- WHAT IS REQUIRED
Output all records precisely as written.

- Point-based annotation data
[START]
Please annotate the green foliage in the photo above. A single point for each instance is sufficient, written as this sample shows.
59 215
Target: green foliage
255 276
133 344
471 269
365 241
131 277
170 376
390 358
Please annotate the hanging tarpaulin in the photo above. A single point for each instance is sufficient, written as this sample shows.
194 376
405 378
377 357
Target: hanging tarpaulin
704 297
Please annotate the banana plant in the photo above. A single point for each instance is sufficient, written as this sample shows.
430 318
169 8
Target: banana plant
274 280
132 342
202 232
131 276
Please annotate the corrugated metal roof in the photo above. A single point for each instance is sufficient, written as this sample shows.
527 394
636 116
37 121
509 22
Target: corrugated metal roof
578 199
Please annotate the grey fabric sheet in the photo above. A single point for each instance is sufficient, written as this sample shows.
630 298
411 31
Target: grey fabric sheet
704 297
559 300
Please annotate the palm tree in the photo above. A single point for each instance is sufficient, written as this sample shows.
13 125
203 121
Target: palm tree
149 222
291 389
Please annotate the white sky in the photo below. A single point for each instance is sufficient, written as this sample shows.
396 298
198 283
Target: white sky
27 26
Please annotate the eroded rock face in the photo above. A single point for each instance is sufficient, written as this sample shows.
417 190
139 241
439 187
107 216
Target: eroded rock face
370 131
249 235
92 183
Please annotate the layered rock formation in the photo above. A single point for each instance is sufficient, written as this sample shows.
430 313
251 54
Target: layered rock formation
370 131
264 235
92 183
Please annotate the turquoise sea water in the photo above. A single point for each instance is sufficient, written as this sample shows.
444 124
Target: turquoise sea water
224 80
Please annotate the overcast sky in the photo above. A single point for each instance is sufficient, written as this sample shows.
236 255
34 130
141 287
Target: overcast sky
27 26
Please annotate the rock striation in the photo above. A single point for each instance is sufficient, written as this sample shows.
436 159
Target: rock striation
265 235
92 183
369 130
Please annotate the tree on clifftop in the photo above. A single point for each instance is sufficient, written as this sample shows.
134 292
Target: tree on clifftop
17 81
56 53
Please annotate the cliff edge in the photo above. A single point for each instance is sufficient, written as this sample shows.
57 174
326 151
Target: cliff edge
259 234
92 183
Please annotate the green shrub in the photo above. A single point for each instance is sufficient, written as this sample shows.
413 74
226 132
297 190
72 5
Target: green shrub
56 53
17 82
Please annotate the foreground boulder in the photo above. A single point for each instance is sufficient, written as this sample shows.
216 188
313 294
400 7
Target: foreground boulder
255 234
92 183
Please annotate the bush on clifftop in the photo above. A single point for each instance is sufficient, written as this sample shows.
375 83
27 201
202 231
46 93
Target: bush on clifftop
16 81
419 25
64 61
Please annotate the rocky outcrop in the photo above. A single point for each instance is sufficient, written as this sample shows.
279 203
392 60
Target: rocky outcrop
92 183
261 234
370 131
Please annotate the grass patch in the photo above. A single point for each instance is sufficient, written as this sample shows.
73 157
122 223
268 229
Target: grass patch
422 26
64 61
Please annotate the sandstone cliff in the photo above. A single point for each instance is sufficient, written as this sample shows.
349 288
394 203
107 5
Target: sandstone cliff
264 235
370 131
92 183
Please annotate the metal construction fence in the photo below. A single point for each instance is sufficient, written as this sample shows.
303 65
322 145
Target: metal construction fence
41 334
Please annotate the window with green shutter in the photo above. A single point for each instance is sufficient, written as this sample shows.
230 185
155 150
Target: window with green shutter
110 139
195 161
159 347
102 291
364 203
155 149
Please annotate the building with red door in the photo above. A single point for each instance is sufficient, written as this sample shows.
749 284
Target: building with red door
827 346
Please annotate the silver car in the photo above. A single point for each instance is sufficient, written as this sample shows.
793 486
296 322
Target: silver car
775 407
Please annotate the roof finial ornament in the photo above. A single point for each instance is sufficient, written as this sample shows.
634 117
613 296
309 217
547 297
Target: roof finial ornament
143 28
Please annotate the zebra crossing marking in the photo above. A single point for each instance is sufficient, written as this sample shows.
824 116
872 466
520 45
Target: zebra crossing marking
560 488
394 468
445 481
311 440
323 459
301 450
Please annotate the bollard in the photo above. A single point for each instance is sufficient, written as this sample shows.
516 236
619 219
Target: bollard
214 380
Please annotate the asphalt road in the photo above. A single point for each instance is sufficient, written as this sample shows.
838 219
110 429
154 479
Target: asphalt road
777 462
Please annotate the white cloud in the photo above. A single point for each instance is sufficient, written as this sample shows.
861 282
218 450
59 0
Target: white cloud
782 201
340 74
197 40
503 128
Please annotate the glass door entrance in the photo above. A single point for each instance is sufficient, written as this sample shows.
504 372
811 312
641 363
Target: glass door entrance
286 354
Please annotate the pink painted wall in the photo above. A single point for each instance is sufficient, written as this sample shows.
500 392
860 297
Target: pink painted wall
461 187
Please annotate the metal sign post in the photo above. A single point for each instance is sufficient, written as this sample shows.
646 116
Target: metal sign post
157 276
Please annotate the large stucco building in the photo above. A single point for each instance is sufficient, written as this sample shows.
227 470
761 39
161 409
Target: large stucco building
[END]
- CORRECT RESPONSE
Please annotate the green foliage in the photo above. A single point for each instance is sufficient, written as this sample shows.
59 215
Target: green foliage
255 276
133 344
471 269
365 241
131 277
170 376
390 358
Please annotate the hanging tarpaulin in the photo above. A single point for each instance is sufficient, written as this sample shows.
194 376
405 378
377 357
Target: hanging tarpaulin
704 297
Please annotate the banana plant in the photo above. A single point for each instance is sufficient, written as this sample shows.
430 318
169 8
Target: banana plant
274 280
132 342
202 232
131 276
Please annotate the corrugated metal roof in the photo above. A single point for each instance is sufficient, written as this sample shows.
527 394
636 116
37 121
509 22
Target: corrugated metal roof
578 199
Please annotate the grey fabric sheet in the photo above. A single point for each instance is sufficient, written as this sample shows.
630 298
411 31
Target: grey fabric sheet
704 297
559 300
Please annotate the palm tree in the photo above. A single point for each instance is sufficient, written as this sample shows.
13 125
203 121
Target: palm tree
149 222
291 389
Please annotate the white sky in the photo below. A single point for each instance is sufficient, written as this sample shows.
396 298
198 283
Target: white sky
27 26
Please annotate the eroded rock face in the photo above. A single point for each instance is sufficient, written as this sample shows.
417 190
139 241
439 187
107 216
Target: eroded rock face
370 131
249 235
92 183
Please annotate the layered rock formation in the photo above. A single point for each instance is sufficient, written as this sample shows.
430 313
251 54
Target: layered rock formation
370 131
264 235
92 183
Please annotate the turquoise sea water in the photo above. A single point for each instance is sufficient, written as this sample shows.
444 124
Target: turquoise sea water
224 80
Please annotate the overcast sky in the photo above. A single point for each instance is sufficient, written as this sample shows.
236 255
34 130
141 287
Target: overcast sky
27 26
Please annotate the rock striation in the photo above. A single point for each instance is sufficient, written as this sample shows.
436 159
Target: rock striation
265 235
92 183
369 130
Please annotate the tree on clifftop in the photo above. A single point for each instance is sufficient, written as this sample shows.
134 292
Target: tree on clifftop
17 81
56 53
Please annotate the cliff edge in the photo above. A single point for each instance is sufficient, written as this sample shows.
57 174
326 151
Target: cliff edge
259 234
92 183
Please annotate the green shrub in the photo above. A single point for each instance is sufficient, written as this sample shows.
413 74
226 132
297 190
72 5
Target: green shrub
56 53
17 82
Please annotate the foreground boulder in the photo above. A single point for each instance is sufficient, written as this sample shows.
216 188
313 294
400 7
Target: foreground boulder
255 234
92 183
Please annotate the bush on clifftop in the photo above. A single point for each instance is sufficient, written as this sample shows.
375 83
27 201
202 231
46 93
Target: bush on clifftop
16 81
419 25
64 61
Please annotate the rocky outcrop in the photo above. A single point for each instance is sufficient, written as this sample shows.
279 203
392 60
Target: rocky outcrop
92 183
261 234
370 131
Please annotate the grass patch in the photo above. A single point for each instance is sufficient, written as this sample shows.
73 157
122 223
268 229
Target: grass patch
422 26
64 61
Please annotate the sandstone cliff in the photo above. A single point for each instance is sufficient, written as this sample shows.
349 288
394 203
107 5
Target: sandstone cliff
264 235
370 131
92 183
Please annotate the metal construction fence in the photo below. A single point for each instance is sufficient, written as this sample shows.
303 65
322 145
Target: metal construction fence
41 334
Please annotate the window with green shutter in the photo above. A single point for each instance is sufficient, written as this sample shows.
230 185
155 150
Target: window with green shutter
110 139
195 161
159 347
102 291
364 203
155 149
Please annotate the building with red door in the photo above. A single point for each instance is sufficient, written as this sample shows.
749 284
Target: building with red door
827 346
Please annotate the silver car in the photo above. A single point for each instance is sufficient, written as this sample shows.
793 486
296 322
Target: silver car
775 407
Please annotate the roof finial ornament in the photo above. A single point for each instance is sufficient, written as this sample shows.
634 117
613 296
309 217
547 297
Target: roof finial ornament
143 28
Please annotate the zebra crossing marking in the photo above. A single point for each instance is sufficient, written as this sample shows.
824 116
872 466
520 45
Target: zebra crossing marking
560 488
394 468
445 481
311 440
323 459
301 450
Please annotate the bollard in the photo above. A single point for each instance is sufficient, written as this sample shows.
516 236
619 219
Target: bollard
214 380
Please annotate the asphalt road in the photo above. A single point for each instance is sufficient, written as this sample shows.
838 219
110 429
154 479
Target: asphalt road
777 462
Please annotate the white cloud in the photo above. A single point for each instance is sufficient, written as this sample shows.
861 282
218 450
59 0
Target: white cloud
782 201
340 74
197 40
503 128
Please annotate the glass door entrance in the photo above. A single point for each instance is sufficient, written as this sample shows.
504 372
811 312
641 363
Target: glass door entrance
286 354
Please annotate the pink painted wall in the photo above. A single point for each instance is sufficient, written as this sample shows.
500 392
860 297
Target: pink painted wall
461 187
Please annotate the metal sign post in the photo above. A single point for each instance is sufficient, written as this sample shows.
646 116
Target: metal sign post
157 276
Please annotate the large stucco building in the photo above. A single point for each instance is sufficient, written as this sample shows.
227 470
761 39
161 409
Target: large stucco building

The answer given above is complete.